Problem requirements: Rewrite all of the material below, replacing every "Tag a keypoint" with "Mark a point" and leaving everything else unchanged.

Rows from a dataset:
* * *

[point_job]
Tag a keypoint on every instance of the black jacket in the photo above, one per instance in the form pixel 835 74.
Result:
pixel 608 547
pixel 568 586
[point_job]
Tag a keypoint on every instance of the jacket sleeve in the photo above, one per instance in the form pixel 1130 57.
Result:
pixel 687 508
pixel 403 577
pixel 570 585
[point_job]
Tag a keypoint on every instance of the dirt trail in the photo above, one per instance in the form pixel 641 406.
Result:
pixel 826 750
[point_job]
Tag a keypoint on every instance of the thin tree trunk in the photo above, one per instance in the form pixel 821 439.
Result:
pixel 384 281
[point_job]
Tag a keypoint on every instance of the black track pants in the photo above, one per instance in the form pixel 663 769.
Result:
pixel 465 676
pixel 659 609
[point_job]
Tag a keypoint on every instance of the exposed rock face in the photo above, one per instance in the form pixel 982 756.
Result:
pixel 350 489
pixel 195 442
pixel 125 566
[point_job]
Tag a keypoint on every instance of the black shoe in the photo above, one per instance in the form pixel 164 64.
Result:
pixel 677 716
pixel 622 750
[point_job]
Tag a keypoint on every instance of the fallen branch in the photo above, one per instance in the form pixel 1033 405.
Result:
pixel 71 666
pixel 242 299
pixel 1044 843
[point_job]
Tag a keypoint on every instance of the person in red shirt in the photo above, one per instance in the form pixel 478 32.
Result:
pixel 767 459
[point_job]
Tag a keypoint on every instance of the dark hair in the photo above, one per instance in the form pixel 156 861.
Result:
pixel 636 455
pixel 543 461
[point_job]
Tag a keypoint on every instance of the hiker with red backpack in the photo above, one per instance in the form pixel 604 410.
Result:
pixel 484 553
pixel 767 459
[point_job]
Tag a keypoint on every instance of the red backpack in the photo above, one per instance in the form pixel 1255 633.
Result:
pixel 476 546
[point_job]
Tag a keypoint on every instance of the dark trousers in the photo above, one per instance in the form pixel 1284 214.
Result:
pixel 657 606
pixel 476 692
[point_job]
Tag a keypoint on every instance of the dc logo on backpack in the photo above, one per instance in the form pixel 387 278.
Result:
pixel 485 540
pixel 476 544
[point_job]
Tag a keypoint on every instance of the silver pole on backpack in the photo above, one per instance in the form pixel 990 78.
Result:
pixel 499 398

* * *

Response below:
[point_job]
Mark a point on every instance of the black jacket in the photo above, one per instance in the form pixel 835 74.
Result:
pixel 608 547
pixel 568 586
[point_job]
Mark a point on every instance of the jacket sleeve in the photo above, one per instance in the form pixel 1130 57.
Result:
pixel 687 508
pixel 403 577
pixel 570 585
[point_job]
Mark a point on every instance of the dirt trail in the photo above, one per instance in the form pixel 641 406.
Result:
pixel 826 750
[point_job]
Mark a point on every instance of the thin tree trunk in the photo above, one per instance in the form pixel 821 439.
Result:
pixel 384 281
[point_job]
Mark a point on every instance of the black track pants in the photo above, one per instance in the form pixel 663 769.
Result:
pixel 465 676
pixel 659 609
[point_job]
Mark a point on every instance of the exposed rock face in the photo above, one per instance in the form pixel 982 756.
Result:
pixel 350 489
pixel 195 442
pixel 125 566
[point_job]
Mark a point on every instance of the black shoe in the photo above, one per instance in the form pixel 164 64.
Result:
pixel 677 716
pixel 622 750
[point_job]
Mark a point on every instance of the fallen branch in the photo above, one per instance in the form pixel 1033 405.
Result:
pixel 71 666
pixel 242 299
pixel 1044 843
[point_job]
Mark a point on every instance of the person in red shirt in the photo above, one per instance in the form pixel 478 32.
Result:
pixel 767 459
[point_job]
Mark a point on every instance of the dark hair in the photo above, one per instance in the form pixel 156 861.
Result:
pixel 636 455
pixel 543 461
[point_job]
Mark a point on every instance of the hiker with red backpack in the photo above, one per instance in the form pixel 604 410.
Result:
pixel 484 553
pixel 767 459
[point_job]
Mark a point on every instance of the red backpack in the photo above, one per instance in the form pixel 1255 633.
Result:
pixel 476 546
[point_job]
Mark a point on every instance of the dark trousers in the photo above, one per instance in the form pixel 1284 214.
Result:
pixel 657 606
pixel 476 692
[point_job]
Mark a point on every instance of the dc logo on backpack in the photo above, one per instance in the form pixel 387 278.
Result:
pixel 485 540
pixel 476 544
[point_job]
Mark a point on every instance of the silver pole on backpack in the photo above, one per instance in the form pixel 990 78.
Result:
pixel 499 398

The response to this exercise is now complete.